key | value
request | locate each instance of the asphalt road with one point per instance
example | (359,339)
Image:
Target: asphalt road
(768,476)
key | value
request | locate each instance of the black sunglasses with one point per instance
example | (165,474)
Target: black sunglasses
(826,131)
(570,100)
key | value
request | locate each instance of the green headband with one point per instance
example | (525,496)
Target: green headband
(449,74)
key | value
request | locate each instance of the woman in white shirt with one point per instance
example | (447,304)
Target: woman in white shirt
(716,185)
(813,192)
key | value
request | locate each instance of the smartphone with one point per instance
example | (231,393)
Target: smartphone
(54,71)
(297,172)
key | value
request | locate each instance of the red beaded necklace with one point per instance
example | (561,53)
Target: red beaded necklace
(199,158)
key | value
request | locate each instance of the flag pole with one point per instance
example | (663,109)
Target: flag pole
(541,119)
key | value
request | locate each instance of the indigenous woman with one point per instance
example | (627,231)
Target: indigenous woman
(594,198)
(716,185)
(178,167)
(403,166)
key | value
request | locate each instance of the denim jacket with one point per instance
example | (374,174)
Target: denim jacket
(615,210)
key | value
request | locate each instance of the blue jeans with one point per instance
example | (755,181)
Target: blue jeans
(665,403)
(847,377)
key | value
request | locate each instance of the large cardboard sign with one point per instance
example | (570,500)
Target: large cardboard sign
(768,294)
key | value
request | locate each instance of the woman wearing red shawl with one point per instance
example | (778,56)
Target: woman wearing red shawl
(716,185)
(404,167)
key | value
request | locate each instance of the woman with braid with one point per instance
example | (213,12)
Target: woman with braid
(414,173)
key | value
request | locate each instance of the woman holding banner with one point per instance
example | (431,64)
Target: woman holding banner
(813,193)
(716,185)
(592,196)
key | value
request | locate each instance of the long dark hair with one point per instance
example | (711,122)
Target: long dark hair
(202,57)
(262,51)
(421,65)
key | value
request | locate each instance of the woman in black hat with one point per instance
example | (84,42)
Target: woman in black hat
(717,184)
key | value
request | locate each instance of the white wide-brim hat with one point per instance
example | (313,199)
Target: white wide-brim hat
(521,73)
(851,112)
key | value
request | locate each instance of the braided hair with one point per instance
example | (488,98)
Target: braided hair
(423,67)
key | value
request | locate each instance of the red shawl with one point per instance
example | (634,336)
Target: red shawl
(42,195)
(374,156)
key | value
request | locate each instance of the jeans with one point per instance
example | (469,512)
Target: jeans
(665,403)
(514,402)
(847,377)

> _WHAT IS EXPECTED_
Reproduce the entries above in full by retyping them exactly.

> _ANSWER TO THIS PROBLEM_
key | value
request | locate each instance of the asphalt road with one point per instance
example | (359,339)
Image:
Target: asphalt road
(768,476)
key | value
request | locate each instance of the black sunglasses with one point per instance
example | (165,474)
Target: black sunglasses
(826,131)
(570,100)
key | value
request | locate each instance of the green headband with one point per instance
example | (525,496)
Target: green headband
(449,74)
key | value
request | locate each instance of the woman in white shirt with one point per instance
example | (447,304)
Target: woman in white shirt
(716,185)
(813,192)
key | value
request | locate each instance of the smartphone with one point per instance
example | (231,393)
Target: smartphone
(54,71)
(297,172)
key | value
request | locate each instance of the red beaded necklace with one point per instance
example | (561,53)
Target: red beaded necklace
(199,158)
key | value
request | locate each instance of the flag pole with one point per instance
example | (663,109)
Target: flag pole
(541,119)
key | value
request | locate each instance of the indigenous woman with one point per instance
example | (627,231)
Target: indigenous woman
(594,198)
(716,185)
(178,167)
(403,166)
key | value
request | locate each instance of the denim jacket with one point per instance
example | (374,174)
Target: denim jacket
(615,210)
key | value
request | locate each instance of the blue jeans with one point per instance
example | (755,181)
Target: blue jeans
(665,403)
(847,377)
key | value
request | locate each instance of the large cardboard sign with one point per instance
example | (570,500)
Target: large cardboard sign
(768,294)
key | value
request | locate each instance of the woman wearing red shawl with one point per instance
example | (778,56)
Target: woman wearing red shawl
(716,185)
(404,167)
key | value
request | locate each instance of the woman with braid with one point per instance
example | (213,12)
Target: woman with braid
(414,173)
key | value
request | locate each instance of the woman holding banner with one point per instance
example | (431,64)
Target: woman holding banner
(813,193)
(716,185)
(592,196)
key | value
request | locate each instance of the long dark hair with one point per instance
example | (711,122)
Target: long dark hair
(202,57)
(262,51)
(421,65)
key | value
request | locate each instance of the woman in black hat with one point per instance
example | (84,42)
Target: woman in black hat
(717,184)
key | value
request | locate each instance of the white wide-brim hat with one point per instance
example | (313,199)
Target: white wide-brim hat
(521,73)
(851,112)
key | value
request | locate each instance of the braided hair with one point per instance
example | (488,98)
Target: braided hair
(423,67)
key | value
request | locate each instance of the red shawl with one point per instance
example | (634,336)
Target: red shawl
(42,195)
(374,156)
key | value
request | locate each instance of the jeans with one point per instance
example | (469,512)
Target: jeans
(665,403)
(514,402)
(847,377)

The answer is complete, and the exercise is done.